◆ **Try it**: Give back the full set of entries that follows, exactly as written.

>>

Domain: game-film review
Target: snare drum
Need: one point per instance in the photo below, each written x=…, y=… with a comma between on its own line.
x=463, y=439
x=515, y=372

<<

◆ **Written reply**:
Domain: game-film review
Target: snare drum
Need: one point per instance in the photo below, each written x=…, y=… with a comma between on its own line.
x=463, y=439
x=515, y=372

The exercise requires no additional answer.